# Extrait du document
---+---

Dans une démarche responsable, notre groupe a choisi d’appuyer la démarche du rapporteur par ses votes lors de l’examen du texte en séance publique, car nous n’avons pas réussi à vous convaincre, madame la ministre, de retirer ce projet de loi constitutionnelle, ce que de nombreux spécialistes du sujet préconisent pourtant.

Vous avez réussi l’exploit de ne satisfaire personne. Les indépendantistes dénoncent un passage en force et réclament une mission de médiation conduite par une personnalité garantissant l’impartialité de l’État, quand Mme Backès sombre dans une attitude de plus en plus rebelle, considérant que le gouvernement de Nouvelle-Calédonie n’est pas légitime et menaçant d’appel à l’émeute ceux qui ne voteraient pas comme elle l’entend. Est-ce également la position de votre majorité et du Gouvernement auquel vous appartenez, madame la ministre ?

Le Gouvernement semble penser que les partenaires politiques calédoniens ont besoin d’être bousculés pour avancer, comme s’ils ne savaient pas à quelles contraintes institutionnelles ils font face, comme s’ils ne comprenaient pas les enjeux du texte pour leurs conditions de vie et pour l’avenir de leurs enfants sur leur propre territoire.

---+---

# Consignes écrites
**a.** Reproduisez le passage de l'extrait sur la Nouvelle-Calédonie qui commence par « Le Gouvernement semble » et se poursuit jusqu'à « leur propre territoire. ».
**b.** Dans l'extrait sur la Nouvelle-Calédonie, relevez toutes les attitudes ou actions que l'orateur attribue à Mme Backès.
**c.** D'après l'extrait sur la Nouvelle-Calédonie, que réclament les indépendantistes ?
Le matériel présenté ci-dessous n'a aucun lien avec l'extrait.

# Données enregistrées
---+---

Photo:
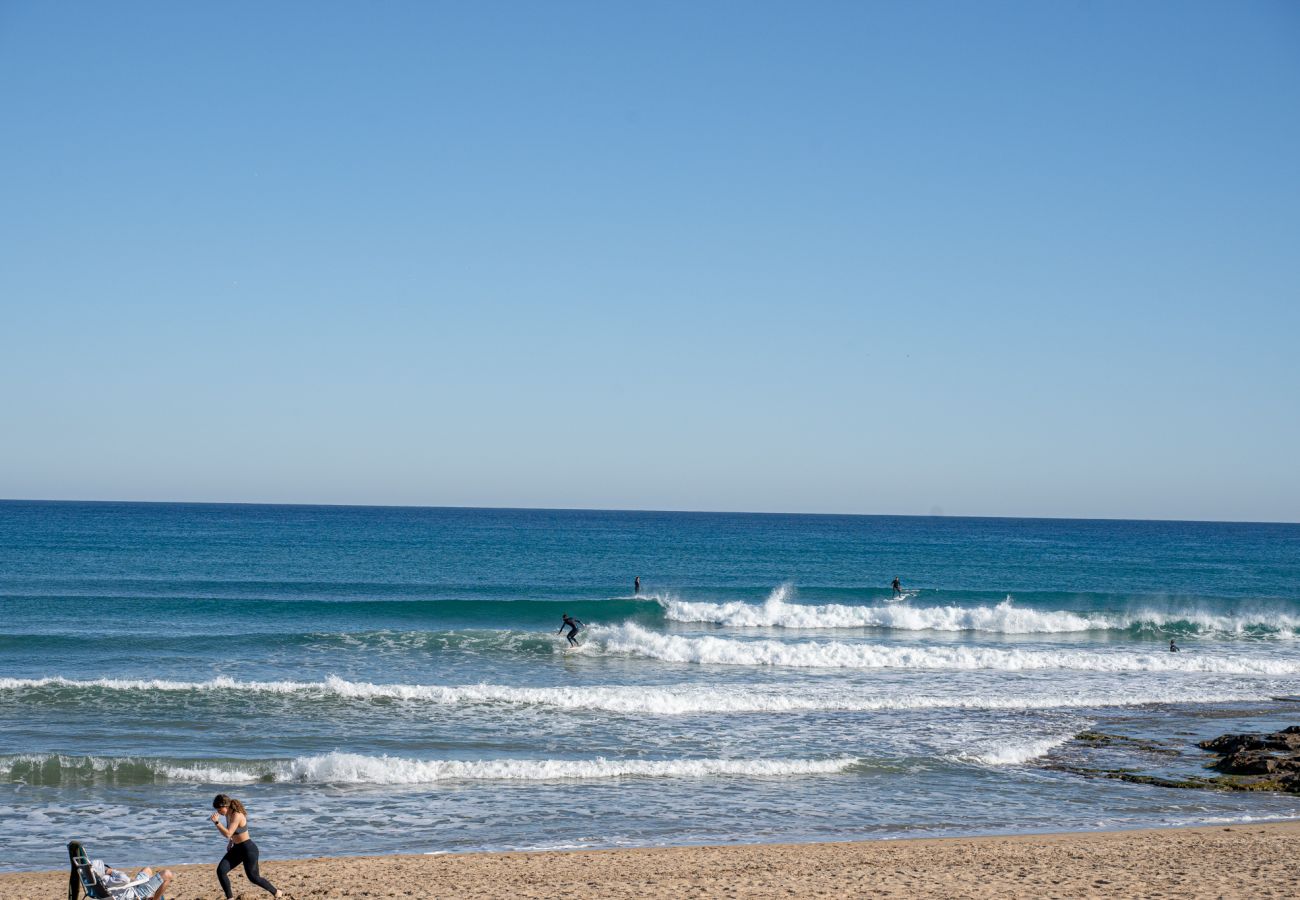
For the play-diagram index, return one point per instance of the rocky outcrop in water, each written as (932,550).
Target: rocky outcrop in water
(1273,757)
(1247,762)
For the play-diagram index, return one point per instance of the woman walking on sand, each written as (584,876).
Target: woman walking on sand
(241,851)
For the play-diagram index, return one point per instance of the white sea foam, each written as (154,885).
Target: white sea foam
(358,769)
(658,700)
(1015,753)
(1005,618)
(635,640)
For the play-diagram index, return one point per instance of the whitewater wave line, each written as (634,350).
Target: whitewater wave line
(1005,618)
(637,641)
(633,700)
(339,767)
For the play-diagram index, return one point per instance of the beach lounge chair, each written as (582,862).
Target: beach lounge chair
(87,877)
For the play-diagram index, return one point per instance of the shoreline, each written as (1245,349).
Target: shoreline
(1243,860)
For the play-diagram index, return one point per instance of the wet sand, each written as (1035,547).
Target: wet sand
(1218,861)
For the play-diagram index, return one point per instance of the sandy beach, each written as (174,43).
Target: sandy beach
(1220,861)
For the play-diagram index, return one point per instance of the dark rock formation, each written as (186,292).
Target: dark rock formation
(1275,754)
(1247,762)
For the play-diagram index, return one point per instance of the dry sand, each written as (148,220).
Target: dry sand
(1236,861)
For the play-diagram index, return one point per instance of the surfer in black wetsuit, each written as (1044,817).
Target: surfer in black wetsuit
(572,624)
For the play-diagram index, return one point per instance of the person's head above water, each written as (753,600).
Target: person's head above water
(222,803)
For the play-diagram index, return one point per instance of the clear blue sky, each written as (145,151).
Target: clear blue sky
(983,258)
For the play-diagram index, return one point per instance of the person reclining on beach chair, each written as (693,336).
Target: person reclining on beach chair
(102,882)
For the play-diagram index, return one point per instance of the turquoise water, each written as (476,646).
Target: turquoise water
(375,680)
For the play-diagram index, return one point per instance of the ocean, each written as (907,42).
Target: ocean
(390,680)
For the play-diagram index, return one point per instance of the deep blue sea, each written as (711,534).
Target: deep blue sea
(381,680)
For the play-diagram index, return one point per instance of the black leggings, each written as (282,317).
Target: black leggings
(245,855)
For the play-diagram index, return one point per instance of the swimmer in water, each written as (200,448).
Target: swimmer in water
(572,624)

---+---

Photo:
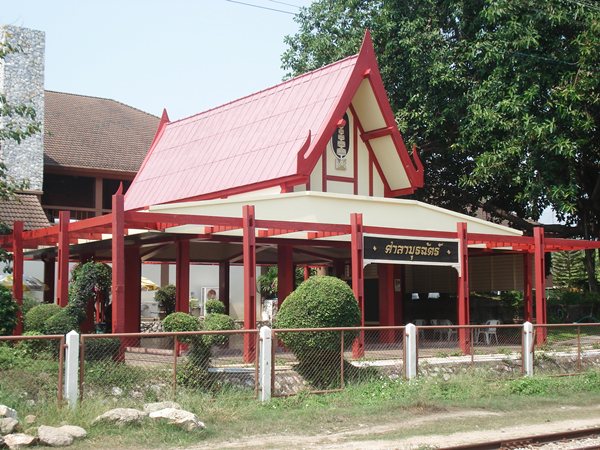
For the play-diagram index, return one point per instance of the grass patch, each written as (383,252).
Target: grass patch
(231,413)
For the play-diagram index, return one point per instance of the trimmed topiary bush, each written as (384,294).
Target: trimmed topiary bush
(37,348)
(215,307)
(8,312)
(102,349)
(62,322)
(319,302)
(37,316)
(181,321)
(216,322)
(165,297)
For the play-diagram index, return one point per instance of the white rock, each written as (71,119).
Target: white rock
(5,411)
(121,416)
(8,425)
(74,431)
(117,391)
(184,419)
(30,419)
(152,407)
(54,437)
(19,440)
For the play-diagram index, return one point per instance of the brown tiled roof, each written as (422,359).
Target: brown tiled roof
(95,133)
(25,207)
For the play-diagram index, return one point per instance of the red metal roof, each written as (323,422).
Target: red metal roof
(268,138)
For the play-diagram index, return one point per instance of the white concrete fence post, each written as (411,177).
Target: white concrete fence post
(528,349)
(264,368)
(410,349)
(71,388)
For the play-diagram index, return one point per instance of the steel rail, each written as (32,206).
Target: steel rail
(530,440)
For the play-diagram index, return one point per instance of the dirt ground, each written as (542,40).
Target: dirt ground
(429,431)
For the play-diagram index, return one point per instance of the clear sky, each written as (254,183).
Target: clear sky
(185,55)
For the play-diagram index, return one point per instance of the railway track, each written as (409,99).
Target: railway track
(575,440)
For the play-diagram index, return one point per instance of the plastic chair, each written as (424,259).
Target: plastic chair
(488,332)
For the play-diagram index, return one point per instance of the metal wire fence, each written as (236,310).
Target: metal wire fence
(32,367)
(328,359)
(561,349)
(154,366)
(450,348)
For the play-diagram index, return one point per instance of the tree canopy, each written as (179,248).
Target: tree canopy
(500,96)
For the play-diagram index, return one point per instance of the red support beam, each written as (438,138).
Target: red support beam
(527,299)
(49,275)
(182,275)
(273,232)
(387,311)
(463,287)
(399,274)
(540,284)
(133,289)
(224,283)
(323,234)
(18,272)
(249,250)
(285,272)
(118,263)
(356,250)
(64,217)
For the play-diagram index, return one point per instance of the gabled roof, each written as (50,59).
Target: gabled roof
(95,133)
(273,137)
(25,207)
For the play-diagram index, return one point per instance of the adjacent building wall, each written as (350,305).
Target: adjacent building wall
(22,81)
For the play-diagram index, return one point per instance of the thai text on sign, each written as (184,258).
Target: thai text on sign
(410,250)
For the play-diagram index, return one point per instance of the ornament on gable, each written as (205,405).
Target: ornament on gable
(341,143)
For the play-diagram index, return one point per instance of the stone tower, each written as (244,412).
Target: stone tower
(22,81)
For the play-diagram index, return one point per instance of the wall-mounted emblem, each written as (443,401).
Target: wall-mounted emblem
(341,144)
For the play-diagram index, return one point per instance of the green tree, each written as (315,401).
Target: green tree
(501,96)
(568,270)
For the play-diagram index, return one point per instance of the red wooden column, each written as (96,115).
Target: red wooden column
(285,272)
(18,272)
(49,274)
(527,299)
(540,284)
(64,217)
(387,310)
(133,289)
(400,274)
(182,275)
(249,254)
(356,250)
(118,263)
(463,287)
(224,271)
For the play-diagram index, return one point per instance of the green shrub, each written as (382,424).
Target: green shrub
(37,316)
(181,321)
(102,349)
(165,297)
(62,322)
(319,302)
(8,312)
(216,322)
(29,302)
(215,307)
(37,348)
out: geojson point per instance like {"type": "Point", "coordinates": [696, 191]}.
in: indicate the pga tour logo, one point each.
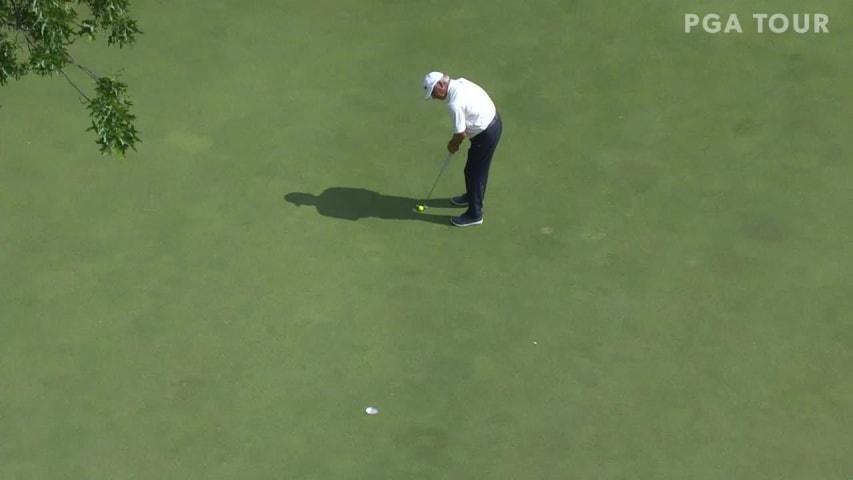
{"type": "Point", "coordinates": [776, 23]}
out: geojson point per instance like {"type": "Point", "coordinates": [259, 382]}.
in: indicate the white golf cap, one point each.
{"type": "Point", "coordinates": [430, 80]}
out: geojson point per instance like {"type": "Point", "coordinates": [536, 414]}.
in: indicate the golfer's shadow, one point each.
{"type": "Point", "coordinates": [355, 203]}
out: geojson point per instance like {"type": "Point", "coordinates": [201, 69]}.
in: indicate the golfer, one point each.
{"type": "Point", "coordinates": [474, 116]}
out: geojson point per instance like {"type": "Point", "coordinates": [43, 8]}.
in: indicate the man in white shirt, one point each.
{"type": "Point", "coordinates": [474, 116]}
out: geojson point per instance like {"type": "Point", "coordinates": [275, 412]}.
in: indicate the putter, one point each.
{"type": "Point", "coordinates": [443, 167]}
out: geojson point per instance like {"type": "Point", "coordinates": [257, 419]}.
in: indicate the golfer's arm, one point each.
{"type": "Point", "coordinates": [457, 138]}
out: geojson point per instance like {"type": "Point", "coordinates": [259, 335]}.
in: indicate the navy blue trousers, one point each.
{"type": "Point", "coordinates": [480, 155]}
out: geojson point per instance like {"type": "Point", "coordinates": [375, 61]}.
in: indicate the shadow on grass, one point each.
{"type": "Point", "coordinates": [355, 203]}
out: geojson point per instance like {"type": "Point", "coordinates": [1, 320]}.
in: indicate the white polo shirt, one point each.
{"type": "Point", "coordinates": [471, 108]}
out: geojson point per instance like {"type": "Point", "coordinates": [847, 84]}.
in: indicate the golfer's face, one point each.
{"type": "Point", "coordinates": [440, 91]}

---+---

# Réponses par consigne
**a.**
Le Gouvernement semble penser que les partenaires politiques calédoniens ont besoin d’être bousculés pour avancer, comme s’ils ne savaient pas à quelles contraintes institutionnelles ils font face, comme s’ils ne comprenaient pas les enjeux du texte pour leurs conditions de vie et pour l’avenir de leurs enfants sur leur propre territoire.

**b.**
Elle sombre dans une attitude de plus en plus rebelle.
Elle considère que le gouvernement de Nouvelle-Calédonie n'est pas légitime.
Elle menace d'appel à l'émeute ceux qui ne voteraient pas comme elle l'entend.

**c.** Ils réclament une mission de médiation conduite par une personnalité garantissant l'impartialité de l'État.